**Given task A**. Using the talk abstract below, decide whether each statement agrees with it, answering yes or no and quoting the deciding words: (i) the speaker is from the National Technical University of Athens; (ii) the label ranking algorithms are designed for uniform marginals; (iii) reproducible policies reach regret bounds far worse than the optimal non-reproducible ones.
**Given task B**. According to the talk abstract below, how might a single image be labeled depending on the annotator's expertise?

Speaker: Alkis Kalavasis
National Technical University of Athens

Abstract: In this talk, we will discuss the computational challenges arising in various problems in Reliable Machine Learning. Reliable ML aims at the design of computationally efficient algorithms that provide guarantees such as robustness to biased data, reproducibility and privacy. We firstly focus on the design of algorithms robust to biased and corrupted observations. We begin with the problem of learning from coarse data. The motivation behind this problem is that in many learning tasks one may not have access to fine grained label information; e.g., an image can be labeled as husky, dog, or even animal depending on the expertise of the annotator. We formalize these settings from the viewpoint of computational learning theory and provide efficient algorithms and computational hardness results. We then continue with the task of learning noisy linear label rankings. Label ranking is the supervised task of learning a sorting function that maps feature vectors to rankings over a finite set of labels. We provide the first efficient algorithms for learning linear sorting functions in the presence of bounded noise (an extension of the Massart noise condition to label rankings) under Gaussian marginals. Next, we consider questions regarding responsibility aspects of ML systems. We study the important problem of reproducibility as an algorithmic property in decision-making settings. We introduce the notion of reproducible policies in the context of stochastic bandits, one of the canonical problems in interactive learning. A policy in the bandit environment is called reproducible if it pulls, with high probability, the exact same sequence of arms in two different and independent executions (under independent reward realizations and shared internal randomness). We show that not only do reproducible policies exist, but also they achieve almost the same optimal (non-reproducible) regret bounds in terms of the time horizon. In the end of the talk, we will shortly discuss some on-going work on the complexity of min-max optimization, a fundamental problem in the area of equilibrium computation in multi-agent environments.

**Extracted material**.
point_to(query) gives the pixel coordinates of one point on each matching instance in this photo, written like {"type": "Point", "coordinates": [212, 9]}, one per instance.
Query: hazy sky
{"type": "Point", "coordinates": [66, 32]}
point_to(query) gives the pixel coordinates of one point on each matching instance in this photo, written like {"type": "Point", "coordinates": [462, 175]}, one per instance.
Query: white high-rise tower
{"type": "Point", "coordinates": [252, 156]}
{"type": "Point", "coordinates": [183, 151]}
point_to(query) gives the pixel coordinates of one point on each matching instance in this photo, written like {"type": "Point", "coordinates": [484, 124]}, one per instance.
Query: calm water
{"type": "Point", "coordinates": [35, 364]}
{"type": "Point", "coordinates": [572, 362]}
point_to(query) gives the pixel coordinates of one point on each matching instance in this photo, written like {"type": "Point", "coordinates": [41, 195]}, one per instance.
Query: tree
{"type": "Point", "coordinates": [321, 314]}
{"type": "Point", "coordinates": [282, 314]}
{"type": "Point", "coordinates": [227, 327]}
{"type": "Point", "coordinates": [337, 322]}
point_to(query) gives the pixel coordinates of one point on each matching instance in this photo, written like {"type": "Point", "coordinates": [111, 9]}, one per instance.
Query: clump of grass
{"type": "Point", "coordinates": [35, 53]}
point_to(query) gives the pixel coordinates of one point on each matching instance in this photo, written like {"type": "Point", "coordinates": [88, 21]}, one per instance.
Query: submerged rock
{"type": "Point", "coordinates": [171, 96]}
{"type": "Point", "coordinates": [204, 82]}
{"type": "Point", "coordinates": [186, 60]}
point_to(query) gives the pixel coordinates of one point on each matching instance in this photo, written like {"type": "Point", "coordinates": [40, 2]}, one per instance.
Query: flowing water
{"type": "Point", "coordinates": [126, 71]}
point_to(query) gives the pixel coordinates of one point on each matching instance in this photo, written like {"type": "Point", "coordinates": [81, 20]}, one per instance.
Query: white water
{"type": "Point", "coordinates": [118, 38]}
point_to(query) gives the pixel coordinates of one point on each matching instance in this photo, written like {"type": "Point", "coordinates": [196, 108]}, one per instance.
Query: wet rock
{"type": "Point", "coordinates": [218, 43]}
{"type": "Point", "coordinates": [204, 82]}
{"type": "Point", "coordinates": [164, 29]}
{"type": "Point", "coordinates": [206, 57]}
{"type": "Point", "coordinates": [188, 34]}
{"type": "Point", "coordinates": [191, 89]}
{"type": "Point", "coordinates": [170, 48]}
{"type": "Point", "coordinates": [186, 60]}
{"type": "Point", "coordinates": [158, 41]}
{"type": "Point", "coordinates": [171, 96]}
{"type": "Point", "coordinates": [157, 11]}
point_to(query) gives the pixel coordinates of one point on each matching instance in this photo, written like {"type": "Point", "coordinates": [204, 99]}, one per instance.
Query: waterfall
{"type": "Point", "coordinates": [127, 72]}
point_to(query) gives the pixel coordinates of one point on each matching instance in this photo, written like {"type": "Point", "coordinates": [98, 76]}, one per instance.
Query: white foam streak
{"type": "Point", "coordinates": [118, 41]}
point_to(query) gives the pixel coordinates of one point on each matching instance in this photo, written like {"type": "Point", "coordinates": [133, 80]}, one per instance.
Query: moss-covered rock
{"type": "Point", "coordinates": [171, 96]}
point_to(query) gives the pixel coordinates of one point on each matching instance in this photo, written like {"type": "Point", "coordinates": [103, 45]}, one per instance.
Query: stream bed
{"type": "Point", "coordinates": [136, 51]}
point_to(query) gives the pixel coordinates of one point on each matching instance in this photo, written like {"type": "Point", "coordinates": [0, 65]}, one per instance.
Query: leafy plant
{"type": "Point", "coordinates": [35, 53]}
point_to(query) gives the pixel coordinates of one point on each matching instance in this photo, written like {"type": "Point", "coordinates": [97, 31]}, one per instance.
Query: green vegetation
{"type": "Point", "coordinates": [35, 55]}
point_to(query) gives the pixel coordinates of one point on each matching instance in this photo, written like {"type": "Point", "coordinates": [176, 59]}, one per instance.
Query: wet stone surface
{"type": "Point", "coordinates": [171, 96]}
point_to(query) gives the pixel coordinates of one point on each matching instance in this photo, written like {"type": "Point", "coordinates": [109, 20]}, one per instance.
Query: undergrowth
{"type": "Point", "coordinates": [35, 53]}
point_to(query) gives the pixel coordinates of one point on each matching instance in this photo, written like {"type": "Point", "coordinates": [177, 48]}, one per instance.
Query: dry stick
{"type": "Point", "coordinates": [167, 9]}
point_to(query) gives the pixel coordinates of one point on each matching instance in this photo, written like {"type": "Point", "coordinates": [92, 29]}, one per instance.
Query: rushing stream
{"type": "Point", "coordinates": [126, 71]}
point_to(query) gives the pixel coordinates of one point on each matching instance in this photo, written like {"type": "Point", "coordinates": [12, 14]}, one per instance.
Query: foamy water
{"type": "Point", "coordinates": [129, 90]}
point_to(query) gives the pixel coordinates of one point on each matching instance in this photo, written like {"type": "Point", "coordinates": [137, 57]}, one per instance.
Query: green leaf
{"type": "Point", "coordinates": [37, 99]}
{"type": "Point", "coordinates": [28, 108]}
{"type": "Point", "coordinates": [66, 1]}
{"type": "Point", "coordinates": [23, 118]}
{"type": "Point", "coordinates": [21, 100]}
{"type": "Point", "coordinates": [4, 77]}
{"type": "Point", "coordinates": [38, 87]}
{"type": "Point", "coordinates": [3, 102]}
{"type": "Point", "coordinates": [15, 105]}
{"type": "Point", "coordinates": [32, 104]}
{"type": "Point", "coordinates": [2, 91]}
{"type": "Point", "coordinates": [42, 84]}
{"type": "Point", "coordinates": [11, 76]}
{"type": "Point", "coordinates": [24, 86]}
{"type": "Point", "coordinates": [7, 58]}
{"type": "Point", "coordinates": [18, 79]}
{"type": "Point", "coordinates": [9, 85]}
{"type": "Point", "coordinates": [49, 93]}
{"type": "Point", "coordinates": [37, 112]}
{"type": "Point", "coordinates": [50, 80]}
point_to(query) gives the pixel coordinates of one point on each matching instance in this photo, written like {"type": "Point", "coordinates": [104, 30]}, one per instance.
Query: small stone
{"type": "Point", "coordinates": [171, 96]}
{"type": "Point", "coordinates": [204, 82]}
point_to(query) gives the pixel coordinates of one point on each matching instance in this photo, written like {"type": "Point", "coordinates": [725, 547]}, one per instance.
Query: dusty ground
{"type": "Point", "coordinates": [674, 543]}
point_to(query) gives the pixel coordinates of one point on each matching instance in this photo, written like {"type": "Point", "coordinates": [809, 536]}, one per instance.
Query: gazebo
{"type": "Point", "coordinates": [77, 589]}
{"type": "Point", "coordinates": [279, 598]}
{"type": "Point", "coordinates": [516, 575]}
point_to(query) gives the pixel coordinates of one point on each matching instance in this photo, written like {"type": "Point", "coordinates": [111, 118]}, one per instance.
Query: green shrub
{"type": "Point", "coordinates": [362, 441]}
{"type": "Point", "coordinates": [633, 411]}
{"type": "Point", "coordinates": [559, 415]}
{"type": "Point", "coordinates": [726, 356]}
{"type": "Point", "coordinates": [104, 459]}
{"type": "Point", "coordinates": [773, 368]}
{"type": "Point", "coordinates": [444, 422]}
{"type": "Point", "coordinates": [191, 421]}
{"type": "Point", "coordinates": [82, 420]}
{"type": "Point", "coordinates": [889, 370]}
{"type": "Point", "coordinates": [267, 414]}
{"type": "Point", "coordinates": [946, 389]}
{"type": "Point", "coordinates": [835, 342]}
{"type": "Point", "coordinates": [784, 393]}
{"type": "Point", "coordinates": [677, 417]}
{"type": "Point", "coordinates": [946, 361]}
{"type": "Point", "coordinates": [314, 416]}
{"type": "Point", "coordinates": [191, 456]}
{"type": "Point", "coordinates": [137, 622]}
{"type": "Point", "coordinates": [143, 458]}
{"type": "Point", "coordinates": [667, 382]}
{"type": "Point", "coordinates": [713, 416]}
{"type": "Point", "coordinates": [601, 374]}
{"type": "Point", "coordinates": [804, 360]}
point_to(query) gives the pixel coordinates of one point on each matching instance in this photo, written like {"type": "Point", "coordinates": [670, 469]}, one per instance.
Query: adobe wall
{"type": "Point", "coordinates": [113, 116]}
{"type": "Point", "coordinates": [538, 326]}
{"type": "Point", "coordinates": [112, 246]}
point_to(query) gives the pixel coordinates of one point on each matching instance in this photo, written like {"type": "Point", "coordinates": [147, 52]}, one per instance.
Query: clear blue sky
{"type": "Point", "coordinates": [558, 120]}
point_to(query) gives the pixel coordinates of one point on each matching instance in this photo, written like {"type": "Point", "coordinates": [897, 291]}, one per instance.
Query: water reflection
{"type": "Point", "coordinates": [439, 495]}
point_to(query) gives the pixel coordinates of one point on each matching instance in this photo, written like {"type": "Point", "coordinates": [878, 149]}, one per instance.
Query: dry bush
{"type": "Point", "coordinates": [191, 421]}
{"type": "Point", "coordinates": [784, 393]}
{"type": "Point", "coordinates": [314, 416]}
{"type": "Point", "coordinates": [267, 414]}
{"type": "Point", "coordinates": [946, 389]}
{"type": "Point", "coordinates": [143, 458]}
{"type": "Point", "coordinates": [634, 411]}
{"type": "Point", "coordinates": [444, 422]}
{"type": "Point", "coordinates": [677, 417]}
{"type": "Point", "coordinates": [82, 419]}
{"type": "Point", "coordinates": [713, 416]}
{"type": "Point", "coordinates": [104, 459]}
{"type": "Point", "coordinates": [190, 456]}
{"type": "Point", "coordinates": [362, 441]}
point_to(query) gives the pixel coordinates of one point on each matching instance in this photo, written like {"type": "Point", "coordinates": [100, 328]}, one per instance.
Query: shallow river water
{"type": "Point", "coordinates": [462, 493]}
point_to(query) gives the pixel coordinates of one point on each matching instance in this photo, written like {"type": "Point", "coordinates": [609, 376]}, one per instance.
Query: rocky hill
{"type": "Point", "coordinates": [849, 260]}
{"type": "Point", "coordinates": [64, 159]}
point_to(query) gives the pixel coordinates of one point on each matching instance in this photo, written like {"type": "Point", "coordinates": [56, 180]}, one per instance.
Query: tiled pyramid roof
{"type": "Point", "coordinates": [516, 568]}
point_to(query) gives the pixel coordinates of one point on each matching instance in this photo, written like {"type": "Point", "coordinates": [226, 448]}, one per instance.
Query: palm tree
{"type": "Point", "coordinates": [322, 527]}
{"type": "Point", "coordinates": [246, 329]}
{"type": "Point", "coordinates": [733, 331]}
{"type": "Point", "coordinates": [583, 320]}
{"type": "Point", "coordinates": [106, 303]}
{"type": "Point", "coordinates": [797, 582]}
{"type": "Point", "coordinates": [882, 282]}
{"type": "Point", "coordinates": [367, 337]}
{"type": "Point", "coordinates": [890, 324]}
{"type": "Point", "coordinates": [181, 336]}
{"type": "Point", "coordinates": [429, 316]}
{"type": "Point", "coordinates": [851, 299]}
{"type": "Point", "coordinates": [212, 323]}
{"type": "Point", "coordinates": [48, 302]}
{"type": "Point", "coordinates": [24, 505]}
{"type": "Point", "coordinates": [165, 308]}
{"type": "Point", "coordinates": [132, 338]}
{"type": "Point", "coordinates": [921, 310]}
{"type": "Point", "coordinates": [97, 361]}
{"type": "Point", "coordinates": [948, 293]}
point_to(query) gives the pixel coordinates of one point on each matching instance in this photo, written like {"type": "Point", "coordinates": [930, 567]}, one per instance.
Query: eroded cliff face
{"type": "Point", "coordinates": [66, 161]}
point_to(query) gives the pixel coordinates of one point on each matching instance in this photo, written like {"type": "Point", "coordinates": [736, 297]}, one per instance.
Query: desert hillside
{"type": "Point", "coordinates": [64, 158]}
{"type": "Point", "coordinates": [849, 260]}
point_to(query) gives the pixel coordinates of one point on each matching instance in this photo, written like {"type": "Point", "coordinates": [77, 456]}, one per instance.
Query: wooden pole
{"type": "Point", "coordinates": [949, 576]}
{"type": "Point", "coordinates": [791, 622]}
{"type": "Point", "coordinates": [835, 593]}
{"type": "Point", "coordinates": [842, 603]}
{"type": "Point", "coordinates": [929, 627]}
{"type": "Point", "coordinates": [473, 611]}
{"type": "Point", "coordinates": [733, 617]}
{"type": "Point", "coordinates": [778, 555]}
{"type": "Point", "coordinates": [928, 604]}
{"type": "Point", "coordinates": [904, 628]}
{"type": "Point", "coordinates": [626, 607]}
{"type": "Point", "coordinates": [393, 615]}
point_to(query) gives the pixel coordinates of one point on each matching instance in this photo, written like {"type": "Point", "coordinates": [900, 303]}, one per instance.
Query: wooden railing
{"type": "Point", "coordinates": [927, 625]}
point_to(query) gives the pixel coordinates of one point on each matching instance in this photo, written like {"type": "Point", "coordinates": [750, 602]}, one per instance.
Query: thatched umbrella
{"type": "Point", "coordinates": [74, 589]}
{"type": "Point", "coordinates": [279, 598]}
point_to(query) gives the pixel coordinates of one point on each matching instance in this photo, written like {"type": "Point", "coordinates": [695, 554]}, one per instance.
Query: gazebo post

**Response A**.
(i) Yes: "National Technical University of Athens"
(ii) No: "under Gaussian marginals"
(iii) No: "they achieve almost the same optimal (non-reproducible) regret bounds in terms of the time horizon"

**Response B**. As husky, dog, or even animal.